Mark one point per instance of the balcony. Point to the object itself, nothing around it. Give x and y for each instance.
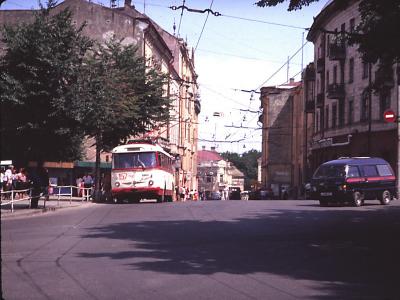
(309, 74)
(337, 51)
(321, 65)
(197, 106)
(384, 78)
(310, 106)
(336, 91)
(320, 100)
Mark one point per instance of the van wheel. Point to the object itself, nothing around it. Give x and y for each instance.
(386, 197)
(358, 199)
(323, 202)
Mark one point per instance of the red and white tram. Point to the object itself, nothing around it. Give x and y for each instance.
(141, 170)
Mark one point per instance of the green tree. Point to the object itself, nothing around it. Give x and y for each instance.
(118, 97)
(380, 20)
(41, 63)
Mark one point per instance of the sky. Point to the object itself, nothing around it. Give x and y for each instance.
(239, 50)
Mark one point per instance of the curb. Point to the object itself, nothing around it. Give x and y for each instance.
(31, 212)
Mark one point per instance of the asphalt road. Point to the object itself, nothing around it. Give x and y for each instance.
(204, 250)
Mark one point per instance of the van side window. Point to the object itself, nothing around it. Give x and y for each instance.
(369, 171)
(384, 170)
(353, 172)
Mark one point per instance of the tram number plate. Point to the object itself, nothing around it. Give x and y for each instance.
(326, 194)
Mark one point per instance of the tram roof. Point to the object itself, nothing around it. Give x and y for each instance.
(138, 147)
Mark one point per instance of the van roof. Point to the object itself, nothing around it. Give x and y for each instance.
(356, 161)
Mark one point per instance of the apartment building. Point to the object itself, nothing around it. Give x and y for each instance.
(161, 49)
(217, 174)
(283, 138)
(347, 115)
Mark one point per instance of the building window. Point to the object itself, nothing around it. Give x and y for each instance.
(351, 70)
(384, 103)
(352, 25)
(364, 107)
(334, 115)
(327, 79)
(350, 117)
(327, 117)
(365, 70)
(334, 74)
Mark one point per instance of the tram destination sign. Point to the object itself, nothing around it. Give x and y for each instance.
(389, 116)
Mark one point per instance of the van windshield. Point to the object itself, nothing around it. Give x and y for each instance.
(330, 171)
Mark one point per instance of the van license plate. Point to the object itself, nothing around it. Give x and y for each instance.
(326, 194)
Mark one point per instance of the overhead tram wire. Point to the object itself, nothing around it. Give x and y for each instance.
(180, 20)
(277, 71)
(218, 14)
(265, 22)
(204, 25)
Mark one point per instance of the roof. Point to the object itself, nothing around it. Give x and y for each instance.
(357, 161)
(207, 155)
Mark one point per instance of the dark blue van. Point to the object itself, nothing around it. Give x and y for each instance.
(354, 179)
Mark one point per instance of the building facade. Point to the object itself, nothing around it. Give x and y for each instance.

------------

▸ **Aim**
Lay out all of the material above as a JSON list of strings, with one string per line and no blank lines. Leave the picture out.

▸ **Correct output**
[
  "Mark one point per instance of the balcony. Point to the object itself, nothing around it. Give x and y for each instance.",
  "(309, 74)",
  "(337, 51)",
  "(321, 65)",
  "(197, 106)",
  "(384, 78)",
  "(310, 106)",
  "(336, 91)",
  "(320, 100)",
  "Mark one point per instance of the van wheel. Point to the object itself, nothing around it. Give x and y for each instance.",
  "(386, 197)",
  "(358, 199)",
  "(323, 202)",
  "Mark one point per instance of the red and white tram. Point to the object itself, nothing around it. Give x and y for each instance.",
  "(141, 170)",
  "Mark one point per instance of the green tree. Point to the object itself, nothing around it. Give x and y for each instance.",
  "(118, 97)",
  "(380, 20)",
  "(41, 63)",
  "Mark one point per instance of the sky. Point to the object itself, nothing around it. Give x and y for each instance.",
  "(239, 50)",
  "Mark one point per instance of the curb. Point to the object itself, nothing around it. Give x and y for each instance.",
  "(31, 212)",
  "Mark one point per instance of the asphalt road. Point to the object itself, nothing around it. Give x and y for each instance.",
  "(204, 250)",
  "Mark one point per instance of the van side window. Point to the object itself, nothing around it. Give x and y for each instance.",
  "(369, 171)",
  "(384, 170)",
  "(353, 172)",
  "Mark one point per instance of the tram number plate. Point to the object itself, nothing around it. Give x and y for each instance.",
  "(326, 194)",
  "Mark one point per instance of the tram roof. Point to the object itself, nothing around it. Give x and y for each instance.",
  "(138, 147)",
  "Mark one point per instance of the van roof. Point to the object itself, nothing around it. Give x and y for each instance.",
  "(356, 161)",
  "Mark one point per instance of the apartment building. Point to the object itself, nothing around it. Give x and y for each instance.",
  "(161, 49)",
  "(217, 174)",
  "(283, 138)",
  "(347, 115)",
  "Mark one point per instance of the building window. Point to the object itself, nothing around it. Give x and y for each instance.",
  "(351, 70)",
  "(384, 103)",
  "(352, 25)",
  "(364, 107)",
  "(334, 115)",
  "(327, 79)",
  "(350, 117)",
  "(327, 117)",
  "(365, 70)",
  "(334, 74)",
  "Mark one point per instance of the tram destination sign. Point to the object itself, nothing around it. Give x and y for each instance.",
  "(389, 116)",
  "Mark one point per instance of the van windshield. Point to the object itself, nothing around it. Give x and y for each instance.",
  "(330, 171)",
  "Mark one point per instance of the van license plate. Point to the object itself, nothing around it. Give x and y for each instance.",
  "(326, 194)",
  "Mark one point per instance of the overhead tram wire. Point to the object itself, nothing around it. Give x and y for each instance.",
  "(180, 20)",
  "(277, 71)",
  "(218, 14)",
  "(265, 22)",
  "(204, 25)",
  "Mark one point per instance of the roof. Point to the object itself, nothing around it. Give x and y for each instance.",
  "(357, 161)",
  "(207, 155)",
  "Mark one point per instance of the dark blue van. Point to the object itself, nothing around it. Give x and y for each instance.",
  "(354, 179)",
  "Mark one point per instance of the building facade. Point to the object itself, nothing around it. Give x and y for each instance."
]